Teks Halaman:
..............................

Semasa mahasiswa, entah bermula dari situasi apa, saya menemukan alamat website sebuah sekolah. Penggunaan media sosial sebagai branding institusi saat itu belum semarak hari ini. Apa yang terpampang di website itu amat memikat saya. Bahkan hingga beberapa tahun kemudian, setelah menikah dan punya anak, gambaran sekolah yang ditunjukkan di website itu masih menjadi rujukan sekolah yang ideal di benak saya.

Lima tahun setelah menikah, takdir membawa saya dan keluarga pindah ke Yogyakarta, empat jam perjalanan dari Purwokerto yang kecil dan nyaman. Saya kembali teringat pada SALAM, sekolah yang saya kenal dari website. Tapi website kini kalah tenar dibanding sosial media. Dari facebook dan instagram saya tahu apa, bagaimana dan dimana sekolah itu.
Melihat interaksi di sosial media, saya membayangkan SALAM sebagai sekolah dengan papan identitas besar (plang), gerbang dan pagar tinggi. Bayangan itu sirna setelah kami menemukan papan tulisan SALAM. Ya, menemukan adalah kata yang tepat karena plang itu panjangnya mungkin hanya 30cm dengan tinggi sekitar 50cm, menancap dengan agak miring di atas tanah persawahan. Perlu beberapa kali berjalan mondar-mandir di depan sawah, sebelum akhirnya kami menyadari sekolah yang kami cari berada 200m berjalan kaki melewati pematang sawah. Saya yang konservatif menelan ludah, segera menyiapkan diri pada kekecewaan.

..............................

Baris Data:
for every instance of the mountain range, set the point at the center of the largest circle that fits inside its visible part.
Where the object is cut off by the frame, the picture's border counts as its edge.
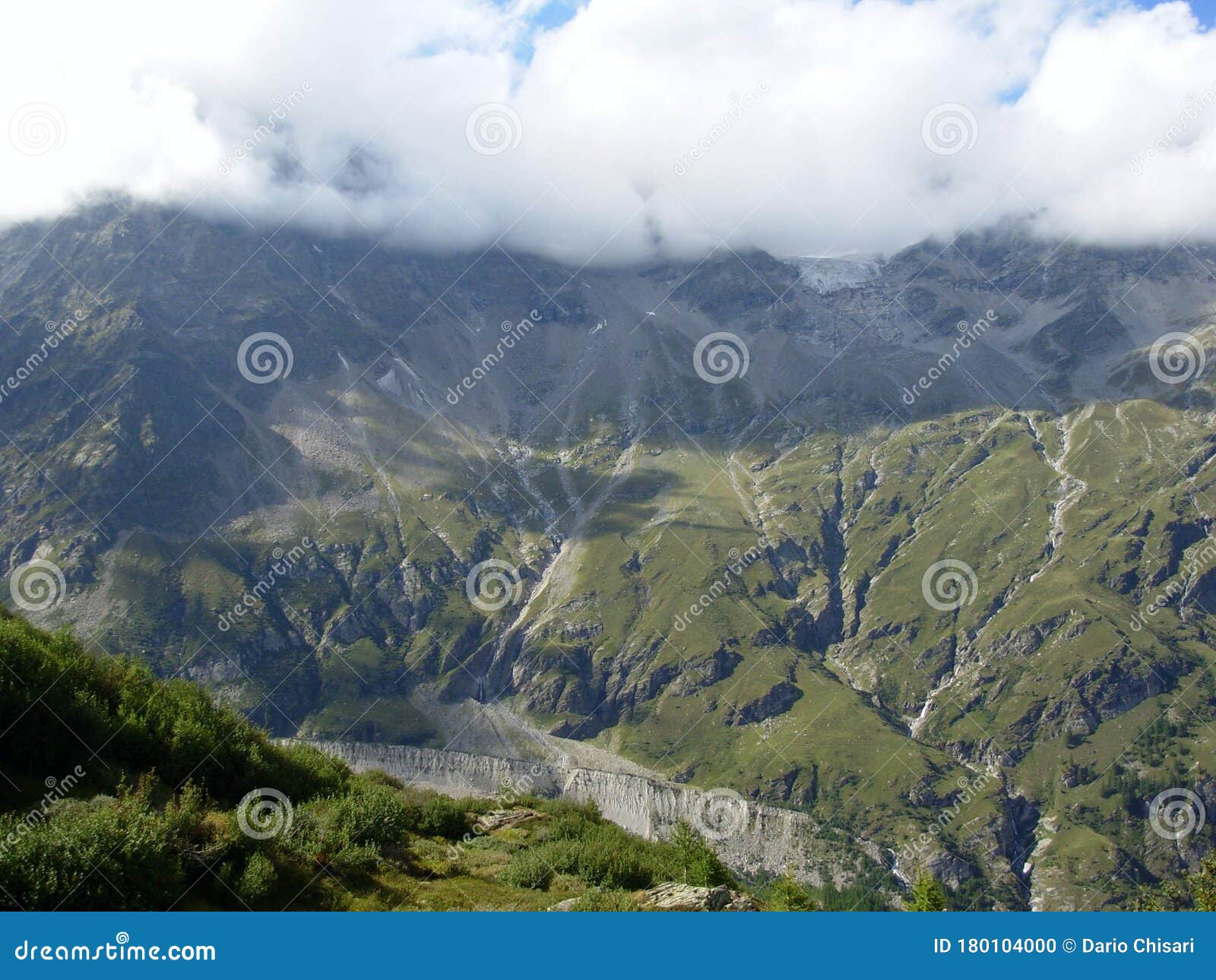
(917, 545)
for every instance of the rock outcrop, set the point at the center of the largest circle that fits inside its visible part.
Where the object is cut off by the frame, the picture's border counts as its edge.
(753, 839)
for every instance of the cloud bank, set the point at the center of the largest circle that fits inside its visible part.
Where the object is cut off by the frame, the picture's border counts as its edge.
(632, 131)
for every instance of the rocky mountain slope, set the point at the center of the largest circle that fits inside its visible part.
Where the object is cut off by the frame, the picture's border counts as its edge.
(921, 548)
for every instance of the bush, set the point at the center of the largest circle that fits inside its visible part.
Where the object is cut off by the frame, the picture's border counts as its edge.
(443, 816)
(695, 861)
(528, 868)
(786, 895)
(606, 901)
(103, 854)
(257, 879)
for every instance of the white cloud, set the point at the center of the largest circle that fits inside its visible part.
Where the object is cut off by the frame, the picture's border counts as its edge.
(644, 127)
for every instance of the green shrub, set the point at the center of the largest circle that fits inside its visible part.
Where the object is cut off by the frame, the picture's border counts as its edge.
(695, 862)
(443, 816)
(257, 879)
(103, 854)
(528, 868)
(599, 900)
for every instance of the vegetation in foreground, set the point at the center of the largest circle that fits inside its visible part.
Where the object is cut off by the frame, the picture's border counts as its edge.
(150, 815)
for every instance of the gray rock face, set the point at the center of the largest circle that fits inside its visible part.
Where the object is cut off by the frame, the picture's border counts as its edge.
(752, 839)
(676, 896)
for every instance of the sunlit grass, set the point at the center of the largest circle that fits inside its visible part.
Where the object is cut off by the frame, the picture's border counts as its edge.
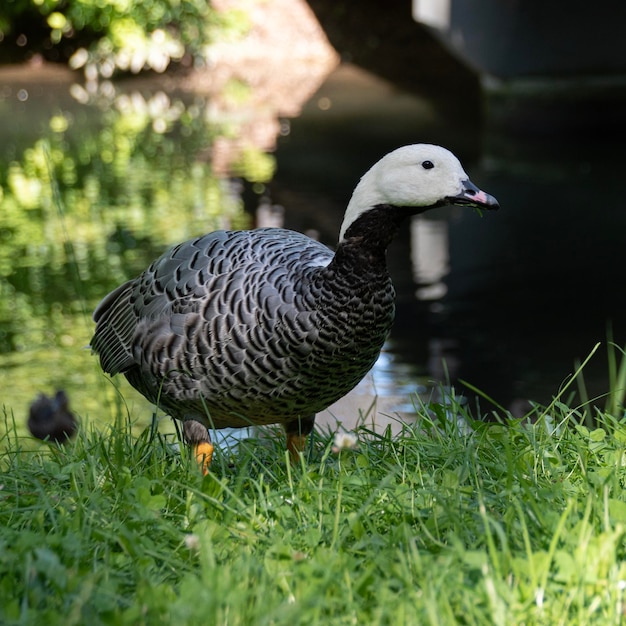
(501, 523)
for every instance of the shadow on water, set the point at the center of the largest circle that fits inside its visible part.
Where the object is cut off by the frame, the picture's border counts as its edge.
(508, 302)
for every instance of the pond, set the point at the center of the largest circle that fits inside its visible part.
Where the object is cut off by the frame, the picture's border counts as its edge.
(96, 185)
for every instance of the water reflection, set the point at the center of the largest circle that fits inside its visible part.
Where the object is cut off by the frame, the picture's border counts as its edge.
(91, 194)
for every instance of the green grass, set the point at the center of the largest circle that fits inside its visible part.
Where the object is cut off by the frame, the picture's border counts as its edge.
(509, 523)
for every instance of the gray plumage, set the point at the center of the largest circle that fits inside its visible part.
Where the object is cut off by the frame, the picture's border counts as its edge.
(269, 326)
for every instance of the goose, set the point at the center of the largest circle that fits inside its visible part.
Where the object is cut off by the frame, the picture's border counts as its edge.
(50, 419)
(268, 326)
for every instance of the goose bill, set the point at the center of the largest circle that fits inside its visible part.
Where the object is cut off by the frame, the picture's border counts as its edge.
(473, 196)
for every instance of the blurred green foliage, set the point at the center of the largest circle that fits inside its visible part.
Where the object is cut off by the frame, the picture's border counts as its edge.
(105, 36)
(88, 204)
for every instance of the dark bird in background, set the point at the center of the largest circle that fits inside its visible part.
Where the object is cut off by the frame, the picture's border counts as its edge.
(50, 419)
(268, 326)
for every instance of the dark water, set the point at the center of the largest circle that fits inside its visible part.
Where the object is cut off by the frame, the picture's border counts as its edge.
(507, 302)
(524, 294)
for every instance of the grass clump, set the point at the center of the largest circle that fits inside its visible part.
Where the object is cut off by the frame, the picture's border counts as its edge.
(503, 523)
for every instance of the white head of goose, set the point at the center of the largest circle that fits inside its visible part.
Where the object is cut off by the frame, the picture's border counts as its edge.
(267, 326)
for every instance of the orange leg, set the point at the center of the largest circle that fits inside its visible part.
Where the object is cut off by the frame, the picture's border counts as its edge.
(203, 451)
(295, 444)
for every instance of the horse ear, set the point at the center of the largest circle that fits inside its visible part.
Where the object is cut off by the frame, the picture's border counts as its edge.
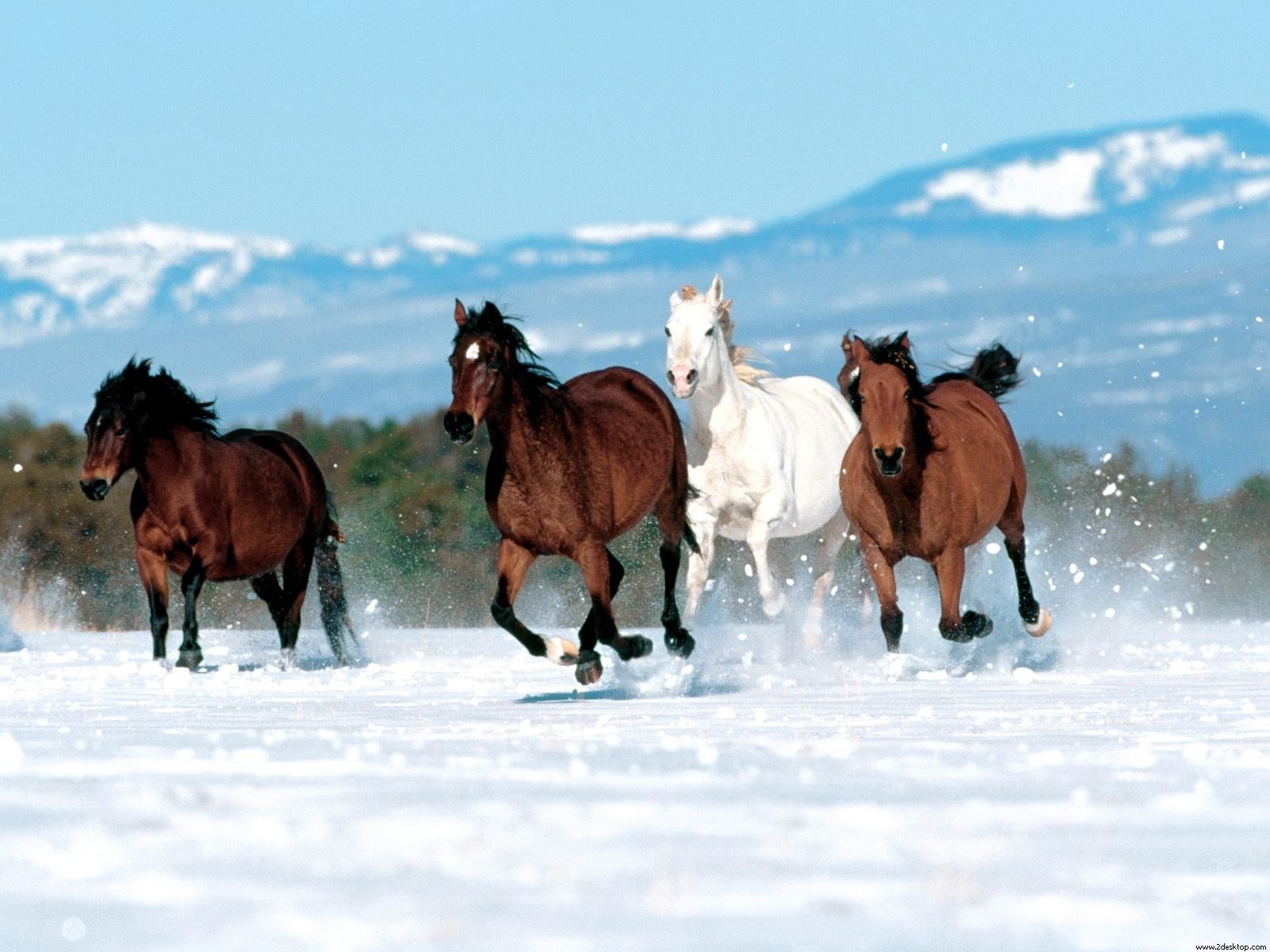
(715, 294)
(859, 353)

..............................

Lanjutkan teks halaman tentang pengalaman menemukan sekolah SALAM, dimulai setelah kalimat terakhirnya.

Tanggapan:
Nantinya, setelah mengamati dan merasakan kegembiraan belajar para warga belajar, saya baru menyadari rasa nyaman dan bahagia jauh lebih besar dari sekadar kenyamanan akses masuk dan fasilitas bangunan fisiknya.
Saya kira waktu itu kami datang di saat istirahat, karena banyak anak yang sedang bermain bola, berlarian, berjongkok di atas tanah atau sekadar mondar-mandir di halaman sekolah. Lama sekali waktu istirahatnya, pikir saya. Kelak saya tahu bahwa itu bukan waktu istirahat, melainkan cara belajar ala SALAM yang tidak terbatas pada duduk dalam ruangan.
Kunjungan kedua kami tujukan untuk mendaftar di Taman Anak (preschool). SALAM menerapkan kuota warga belajar, sebutan bagi murid. Di TA, kuotanya 15 anak dengan 5 fasilitator, sebutan bagi guru. Perbandingan tersebut semakin memantapkan niat saya untuk memasukkan anak di SALAM. Namun ketika hendak mengisi formulir pendaftaran, saya tertegun melihat pernyataan terakhir sebelum kolom tanda tangan. Kurang lebih yang tertulis di sana adalah: meskipun Bapak/Ibu merasa yakin, namun yang akan menjalani adalah anak. Pastikan anak Bapak/Ibu memang ingin bersekolah di sini, bukan hanya karena kemauan orangtua. Saya lalu bertanya ulang pada anak saya, yang untungnya dijawab dengan anggukan kepala.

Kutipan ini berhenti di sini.